-- TEXT PASSAGE --
■ ■ ■ ■
Discussion of XLA's best targeting scenarios

Jun Yang

unread,

Jan 24, 2018, 7:51:28 PM1/24/18

to XLA development

Folks,

Recently we are busy working on deploying XLA into our production environment. Also we have made several technical investigation about other deep learning compiler optimization tech stacks(such as NNVM/TVM and TensorRT/, yep in my understanding TensorRT could be regarded as a somewhat compiler with limited pattern-matching capabilities).

Going deeper and deeper with those different tech stacks, technically I am wondering about a question---"which scenarios are best suitable for XLA alike solution?" since I think there isn't any silver bullet. In the following I would elaborate my thinkings in details.

1.XLA behaves most like a classical compiler, it have its own IR, its IR-level optimization passes and LLVM-based target codegen backend, etc.

Actually for mature target platforms, quite a lot of functionalities(mostly about the LLVM-backend) provided by XLA has significant overlap with corresponding platform's own compiler, such as Intel's gcc/icc and NVIDIA's nvcc. And I am not sure whether this is best for all platforms, especially for those mature platforms, such as NVIDIA and Intel.

2.NNVM/TVM behaves most like a domain-specific compiler, a.k.a. Deep Learning compiler. In its design it tries to reuse existing compiler when applicable. For example, on NVIDIA platform, it will codegen .cu file rather than directly generate PTX code like XLA. Also TVM has the flexibility of using LLVM as codegen backend and it already does this for AMD GPU platform.

3. TensorRT is a catalog-based optimization tool. Within TensorRT, NVIDIA just enumerates those common graph pattern which is most time-consuming such as Convolution+Bias+ReLU, or Inception's FireModule pattern etc., then they hand-write highly optimized kernels for those patterns. And during the execution of TensorRT, it will just replace those original complex pattern with highly optimization versions with some straightforward fusion work.

4.In TensorFlow, it has its own graph optimization passes outside XLA, such as GraphOptimizationPass, Grappler and core/common_runtime/GraphOptimizer. Within those passes, we could perform some op-graph level optimizations such as CSE, Dead node elimination, constant propagation and Loop Invariant Node Motion, etc. Optimizations performed at this granularity is higher than those performed at XLA HLO granularity.

Based on the above observation and investigations, I think maybe the potentially design of compiler optimization framework of TensorFlow could be organized as following:

1.For those coarse-level graph optimization, it is mostly suitable to be implemented at TF graph optimization passes, such as Loop Invariant Node Motion(take a look at this one https://github.com/tensorflow/tensorflow/pull/16306).
■ ■ ■ ■
-- SUPPLIED ENTRIES --
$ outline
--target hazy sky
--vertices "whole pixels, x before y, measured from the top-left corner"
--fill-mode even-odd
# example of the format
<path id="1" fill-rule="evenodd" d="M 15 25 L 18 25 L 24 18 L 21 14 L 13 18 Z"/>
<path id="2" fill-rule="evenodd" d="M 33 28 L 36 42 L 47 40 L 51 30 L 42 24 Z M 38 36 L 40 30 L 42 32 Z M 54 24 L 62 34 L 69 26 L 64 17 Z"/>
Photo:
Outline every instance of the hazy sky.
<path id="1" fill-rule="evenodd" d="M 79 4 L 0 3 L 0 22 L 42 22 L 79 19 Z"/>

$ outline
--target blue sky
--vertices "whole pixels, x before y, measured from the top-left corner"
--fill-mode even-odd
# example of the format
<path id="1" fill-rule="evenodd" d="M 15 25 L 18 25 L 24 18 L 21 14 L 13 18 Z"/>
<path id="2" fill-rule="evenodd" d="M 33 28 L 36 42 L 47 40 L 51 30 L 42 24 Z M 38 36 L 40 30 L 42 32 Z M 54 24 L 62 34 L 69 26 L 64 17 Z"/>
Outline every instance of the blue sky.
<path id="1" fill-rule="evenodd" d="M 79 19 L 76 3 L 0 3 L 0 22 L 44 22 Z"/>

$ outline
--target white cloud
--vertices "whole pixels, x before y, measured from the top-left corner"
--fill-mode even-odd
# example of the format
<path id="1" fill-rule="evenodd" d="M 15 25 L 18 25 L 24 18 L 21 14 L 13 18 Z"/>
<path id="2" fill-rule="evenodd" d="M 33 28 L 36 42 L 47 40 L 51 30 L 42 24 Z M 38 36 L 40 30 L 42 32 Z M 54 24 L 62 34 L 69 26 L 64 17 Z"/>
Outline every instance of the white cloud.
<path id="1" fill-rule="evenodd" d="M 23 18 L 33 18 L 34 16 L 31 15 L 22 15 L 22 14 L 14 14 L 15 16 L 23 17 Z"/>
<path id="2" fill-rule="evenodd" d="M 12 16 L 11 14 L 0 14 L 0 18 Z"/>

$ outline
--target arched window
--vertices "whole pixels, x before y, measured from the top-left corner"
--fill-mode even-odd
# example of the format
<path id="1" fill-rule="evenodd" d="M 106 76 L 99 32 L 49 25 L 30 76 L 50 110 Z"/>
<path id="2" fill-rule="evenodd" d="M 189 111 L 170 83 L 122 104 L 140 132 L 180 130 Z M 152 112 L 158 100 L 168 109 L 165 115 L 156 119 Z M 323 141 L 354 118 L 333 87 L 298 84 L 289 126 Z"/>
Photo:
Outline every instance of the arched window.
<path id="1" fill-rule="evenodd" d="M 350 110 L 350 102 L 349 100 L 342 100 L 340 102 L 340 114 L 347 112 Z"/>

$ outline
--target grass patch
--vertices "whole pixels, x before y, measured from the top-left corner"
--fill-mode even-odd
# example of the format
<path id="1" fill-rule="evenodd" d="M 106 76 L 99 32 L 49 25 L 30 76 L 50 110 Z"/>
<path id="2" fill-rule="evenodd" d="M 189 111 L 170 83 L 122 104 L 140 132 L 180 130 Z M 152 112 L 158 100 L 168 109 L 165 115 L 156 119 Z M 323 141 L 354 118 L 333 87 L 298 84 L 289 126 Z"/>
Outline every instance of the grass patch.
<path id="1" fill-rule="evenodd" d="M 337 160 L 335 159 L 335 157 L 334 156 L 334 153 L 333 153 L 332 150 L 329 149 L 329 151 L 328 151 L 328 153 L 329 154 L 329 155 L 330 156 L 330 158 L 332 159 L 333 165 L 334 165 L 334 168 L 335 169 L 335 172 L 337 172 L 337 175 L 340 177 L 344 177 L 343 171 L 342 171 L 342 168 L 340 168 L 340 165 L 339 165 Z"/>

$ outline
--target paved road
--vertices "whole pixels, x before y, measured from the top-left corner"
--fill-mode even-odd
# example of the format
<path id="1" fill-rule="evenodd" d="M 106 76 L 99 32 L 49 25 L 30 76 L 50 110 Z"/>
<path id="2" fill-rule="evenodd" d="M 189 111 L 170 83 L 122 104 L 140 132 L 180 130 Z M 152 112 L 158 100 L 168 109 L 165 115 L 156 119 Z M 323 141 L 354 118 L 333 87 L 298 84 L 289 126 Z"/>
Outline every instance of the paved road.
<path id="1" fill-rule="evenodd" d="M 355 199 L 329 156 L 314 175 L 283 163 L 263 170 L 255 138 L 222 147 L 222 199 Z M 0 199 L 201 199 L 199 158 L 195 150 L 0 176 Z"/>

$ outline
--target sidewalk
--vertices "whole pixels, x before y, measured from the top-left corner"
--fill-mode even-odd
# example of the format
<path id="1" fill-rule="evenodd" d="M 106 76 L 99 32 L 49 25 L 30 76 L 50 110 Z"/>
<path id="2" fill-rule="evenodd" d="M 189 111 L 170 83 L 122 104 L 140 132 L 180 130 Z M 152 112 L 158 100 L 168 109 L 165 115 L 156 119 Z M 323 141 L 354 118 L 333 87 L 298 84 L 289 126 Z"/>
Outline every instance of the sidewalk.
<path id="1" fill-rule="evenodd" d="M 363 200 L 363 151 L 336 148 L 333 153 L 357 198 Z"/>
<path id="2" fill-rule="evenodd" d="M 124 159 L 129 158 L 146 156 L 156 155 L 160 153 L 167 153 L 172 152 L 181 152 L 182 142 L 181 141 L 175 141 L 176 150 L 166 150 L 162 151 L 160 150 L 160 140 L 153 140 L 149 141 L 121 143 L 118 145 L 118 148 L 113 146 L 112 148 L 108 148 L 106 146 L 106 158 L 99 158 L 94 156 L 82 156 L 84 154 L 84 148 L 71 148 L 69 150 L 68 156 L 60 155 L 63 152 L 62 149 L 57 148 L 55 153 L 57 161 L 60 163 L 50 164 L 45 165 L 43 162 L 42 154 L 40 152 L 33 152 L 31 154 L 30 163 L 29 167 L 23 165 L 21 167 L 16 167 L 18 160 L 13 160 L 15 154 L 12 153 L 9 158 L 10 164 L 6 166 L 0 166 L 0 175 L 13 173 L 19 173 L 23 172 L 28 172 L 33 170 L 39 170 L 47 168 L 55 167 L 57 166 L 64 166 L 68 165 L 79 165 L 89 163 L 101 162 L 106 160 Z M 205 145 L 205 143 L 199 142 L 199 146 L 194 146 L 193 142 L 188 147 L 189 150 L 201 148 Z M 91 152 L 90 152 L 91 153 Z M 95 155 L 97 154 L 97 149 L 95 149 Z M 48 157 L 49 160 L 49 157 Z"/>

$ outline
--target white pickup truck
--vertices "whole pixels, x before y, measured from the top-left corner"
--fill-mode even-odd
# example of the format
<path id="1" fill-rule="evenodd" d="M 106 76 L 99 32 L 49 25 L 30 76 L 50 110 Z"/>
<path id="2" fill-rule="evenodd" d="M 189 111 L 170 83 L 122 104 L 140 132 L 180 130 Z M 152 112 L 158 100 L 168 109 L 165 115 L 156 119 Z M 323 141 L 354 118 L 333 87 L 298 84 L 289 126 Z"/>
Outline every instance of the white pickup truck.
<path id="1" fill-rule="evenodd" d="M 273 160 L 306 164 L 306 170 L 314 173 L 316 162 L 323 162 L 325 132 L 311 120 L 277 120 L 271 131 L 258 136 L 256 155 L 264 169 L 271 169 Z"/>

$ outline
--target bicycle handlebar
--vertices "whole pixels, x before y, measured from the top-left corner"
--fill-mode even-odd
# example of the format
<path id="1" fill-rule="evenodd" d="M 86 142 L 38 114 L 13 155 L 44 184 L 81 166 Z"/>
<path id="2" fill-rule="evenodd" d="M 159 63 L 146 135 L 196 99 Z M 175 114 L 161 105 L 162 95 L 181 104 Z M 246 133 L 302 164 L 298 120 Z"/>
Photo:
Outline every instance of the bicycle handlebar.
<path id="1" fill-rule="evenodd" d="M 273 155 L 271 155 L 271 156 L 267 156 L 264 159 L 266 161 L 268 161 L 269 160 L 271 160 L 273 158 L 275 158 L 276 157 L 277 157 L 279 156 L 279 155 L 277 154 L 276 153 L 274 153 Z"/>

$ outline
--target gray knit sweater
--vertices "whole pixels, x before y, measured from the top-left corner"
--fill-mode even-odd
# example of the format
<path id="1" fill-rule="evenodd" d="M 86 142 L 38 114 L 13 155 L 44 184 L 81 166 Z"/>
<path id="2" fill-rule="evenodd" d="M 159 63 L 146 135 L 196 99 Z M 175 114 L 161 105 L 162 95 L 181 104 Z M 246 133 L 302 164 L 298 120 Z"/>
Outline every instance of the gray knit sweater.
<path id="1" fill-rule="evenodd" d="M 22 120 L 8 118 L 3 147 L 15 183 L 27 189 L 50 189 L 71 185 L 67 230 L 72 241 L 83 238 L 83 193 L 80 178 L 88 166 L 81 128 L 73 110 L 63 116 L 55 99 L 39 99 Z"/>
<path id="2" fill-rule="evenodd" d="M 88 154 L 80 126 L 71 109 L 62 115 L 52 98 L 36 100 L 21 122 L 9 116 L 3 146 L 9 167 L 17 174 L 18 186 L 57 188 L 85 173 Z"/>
■ ■ ■ ■
-- AIM --
Write out the passage of the XLA discussion above word for word, starting with "Based on the" and going on through "this one https://github.com/tensorflow/tensorflow/pull/16306).".

-- CORRECT OUTPUT --
Based on the above observation and investigations, I think maybe the potentially design of compiler optimization framework of TensorFlow could be organized as following:

1.For those coarse-level graph optimization, it is mostly suitable to be implemented at TF graph optimization passes, such as Loop Invariant Node Motion(take a look at this one https://github.com/tensorflow/tensorflow/pull/16306).